_TASK TO COMPLETE:_ Could you copy the lines below exactly, leaving none out?

_DATASET RECORDS:_
+++

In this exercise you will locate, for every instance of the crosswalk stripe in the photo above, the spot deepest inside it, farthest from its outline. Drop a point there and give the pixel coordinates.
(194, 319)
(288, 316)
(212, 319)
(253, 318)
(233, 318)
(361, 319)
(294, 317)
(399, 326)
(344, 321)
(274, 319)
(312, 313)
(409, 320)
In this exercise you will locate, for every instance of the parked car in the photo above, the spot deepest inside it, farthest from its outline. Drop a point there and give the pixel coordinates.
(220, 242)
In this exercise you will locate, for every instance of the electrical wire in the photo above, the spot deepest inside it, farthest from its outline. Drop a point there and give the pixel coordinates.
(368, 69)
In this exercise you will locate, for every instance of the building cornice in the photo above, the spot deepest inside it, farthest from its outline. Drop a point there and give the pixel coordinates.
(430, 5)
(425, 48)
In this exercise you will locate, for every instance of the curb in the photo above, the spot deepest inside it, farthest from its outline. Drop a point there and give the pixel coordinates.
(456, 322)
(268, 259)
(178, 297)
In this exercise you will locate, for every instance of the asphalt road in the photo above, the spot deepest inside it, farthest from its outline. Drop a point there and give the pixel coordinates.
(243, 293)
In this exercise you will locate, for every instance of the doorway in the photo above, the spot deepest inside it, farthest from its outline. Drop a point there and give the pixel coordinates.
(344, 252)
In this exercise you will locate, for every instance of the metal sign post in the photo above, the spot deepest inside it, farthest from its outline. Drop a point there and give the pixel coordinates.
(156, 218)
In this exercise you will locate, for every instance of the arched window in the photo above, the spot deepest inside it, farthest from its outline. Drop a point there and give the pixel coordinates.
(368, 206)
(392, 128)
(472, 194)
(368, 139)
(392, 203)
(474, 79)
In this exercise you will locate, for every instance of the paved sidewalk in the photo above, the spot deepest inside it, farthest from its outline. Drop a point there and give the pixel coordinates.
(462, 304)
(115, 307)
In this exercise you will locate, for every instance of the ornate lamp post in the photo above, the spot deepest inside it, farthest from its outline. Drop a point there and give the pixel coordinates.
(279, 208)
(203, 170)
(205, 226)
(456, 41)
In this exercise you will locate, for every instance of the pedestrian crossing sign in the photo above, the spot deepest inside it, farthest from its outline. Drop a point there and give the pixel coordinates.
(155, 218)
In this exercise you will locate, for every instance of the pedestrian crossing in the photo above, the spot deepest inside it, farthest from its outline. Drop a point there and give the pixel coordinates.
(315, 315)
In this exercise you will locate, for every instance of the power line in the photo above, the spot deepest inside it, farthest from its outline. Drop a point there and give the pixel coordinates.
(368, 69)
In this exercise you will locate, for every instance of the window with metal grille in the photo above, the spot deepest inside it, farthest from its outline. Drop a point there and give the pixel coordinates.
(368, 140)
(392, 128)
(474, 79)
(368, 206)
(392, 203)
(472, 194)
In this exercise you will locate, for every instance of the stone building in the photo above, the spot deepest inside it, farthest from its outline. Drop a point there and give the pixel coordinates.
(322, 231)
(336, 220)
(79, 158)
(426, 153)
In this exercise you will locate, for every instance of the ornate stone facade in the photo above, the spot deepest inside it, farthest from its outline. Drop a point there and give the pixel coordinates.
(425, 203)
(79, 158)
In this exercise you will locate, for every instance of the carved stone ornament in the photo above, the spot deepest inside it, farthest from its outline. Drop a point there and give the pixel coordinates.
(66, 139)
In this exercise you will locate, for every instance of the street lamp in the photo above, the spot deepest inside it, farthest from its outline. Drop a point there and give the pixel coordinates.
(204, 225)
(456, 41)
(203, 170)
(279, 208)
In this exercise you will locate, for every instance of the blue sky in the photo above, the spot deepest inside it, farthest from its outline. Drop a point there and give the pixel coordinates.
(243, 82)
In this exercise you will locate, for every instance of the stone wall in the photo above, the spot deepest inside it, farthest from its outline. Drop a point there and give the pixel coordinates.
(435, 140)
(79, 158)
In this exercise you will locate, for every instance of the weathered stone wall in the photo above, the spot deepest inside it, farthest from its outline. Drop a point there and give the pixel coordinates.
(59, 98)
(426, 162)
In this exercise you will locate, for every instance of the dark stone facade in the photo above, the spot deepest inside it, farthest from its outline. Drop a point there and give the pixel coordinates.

+++

_REPLY:_
In this exercise you will locate, for every instance of the crosswalk stripe in the photo above, the spot deepest inside it, farthest from its outline. Drop a point there and give the pixel coordinates.
(194, 319)
(288, 316)
(212, 319)
(253, 318)
(233, 318)
(361, 319)
(294, 317)
(399, 326)
(344, 321)
(274, 319)
(312, 313)
(409, 320)
In this exercise you will locate, for every instance of the parked car in the photo above, the spot deepest inside it, farthest from its outline. Drop a point there and give the pixel coordinates.
(220, 242)
In this exercise you will locate, for every instance of the electrical wire in the photo above, the spot deepest inside it, farthest from its outline. Drop a point there and give the pixel coordinates.
(368, 69)
In this exercise you will locate, for every instance of the building cornice in the photo above, the spot deepest inside it, farthest from its outline. Drop a point there and give the pixel coordinates.
(430, 5)
(425, 48)
In this exercise you will locate, for every instance of the curb in the photo above, the spot deepest inside it, farthest from its outline. Drop a point there and give the pixel coordinates.
(456, 322)
(268, 259)
(178, 297)
In this exercise you will locate, for every instance of the asphalt road in the photo above, the spot deepest inside it, farthest from its outline. Drop a point there and give the pixel coordinates.
(243, 293)
In this exercise you will locate, for every instance of the doorway in the photo above, the spot deepest inside it, farthest from its outline. Drop a point there and give the pixel coordinates.
(344, 252)
In this exercise you will locate, for every instance of the metal sign post in the photo above, the spot deepest inside it, farthest from its outline. Drop a point there and give the pixel coordinates.
(156, 218)
In this exercise you will locate, for every instance of the arched window in the photo above, the spot deepest inside it, farthest from its outline. Drop a point there and give the pixel coordinates.
(368, 206)
(392, 128)
(472, 194)
(368, 139)
(392, 203)
(474, 79)
In this exercise you will locate, for every instance of the paved sidewalk in the photo above, the spot deepest inside it, farthest from its outline. Drop a point there and give the pixel coordinates.
(462, 304)
(115, 307)
In this exercise you will locate, for every instance of the ornate lamp post in the photo above, the spot deepest inside it, farthest from its outline. Drop a point there and give the pixel coordinates.
(279, 208)
(203, 170)
(205, 226)
(456, 41)
In this exercise you will locate, for every instance of the pedestrian crossing sign in the photo above, the spot deepest inside it, farthest from its outline. Drop a point there and give the pixel coordinates.
(155, 218)
In this exercise you will locate, for every instance of the pedestrian crossing in the photo above, the spot deepest inside it, farthest from its outline. Drop a point there and give the pixel coordinates.
(315, 315)
In this exercise you will locate, for every instance of the power line in the photo above, the spot deepest inside it, farthest from its outline. Drop a point there and give the pixel coordinates.
(368, 69)
In this exercise you will locate, for every instance of the window with metal grille in the photo above, the spot deepest inside it, farthest from its outline. Drop a point there and give the pixel coordinates.
(368, 140)
(392, 128)
(474, 79)
(368, 206)
(392, 203)
(472, 194)
In this exercise you will locate, for every instance of the stone building in the photo above, the spot deepest inside it, farthest from its outline. Drop a point there and give the pixel coordinates.
(322, 231)
(336, 220)
(79, 158)
(426, 153)
In this exercise you will locate, for every instance of the ornate stone facade in the photo above, the spot deepest inside it, farthest from its outline. Drop a point there and give the pixel coordinates.
(425, 203)
(79, 158)
In this exercise you will locate, for every instance of the carved stone ornament in the photo above, the spot deepest inside it, farthest from its outline. Drop a point there and give the pixel coordinates.
(66, 139)
In this exercise you will locate, for every instance of the street lamp in the photo above, the spot deepest inside it, farthest from its outline. Drop a point there and give the pixel coordinates.
(204, 225)
(456, 41)
(203, 170)
(279, 208)
In this exercise you will locate, for every instance of the blue sky in the photo above, the spot deepest inside it, farthest from its outline. Drop a point there and give the pixel coordinates.
(243, 82)
In this exercise you will locate, for every instance of the stone wall in the photo above, the spot deepest inside it, farthest from its outline. Drop a point there and give the pixel coordinates.
(435, 140)
(79, 158)
In this exercise you will locate, for every instance of the weathered stone wall in the photo above, the spot deepest inside it, farthest from its outline. Drop a point there and give the pixel coordinates.
(59, 98)
(426, 162)
In this exercise you will locate, for every instance of the dark stone facade in the photo above, the spot deepest inside it, farthest from its outline. Drop a point there and give the pixel coordinates.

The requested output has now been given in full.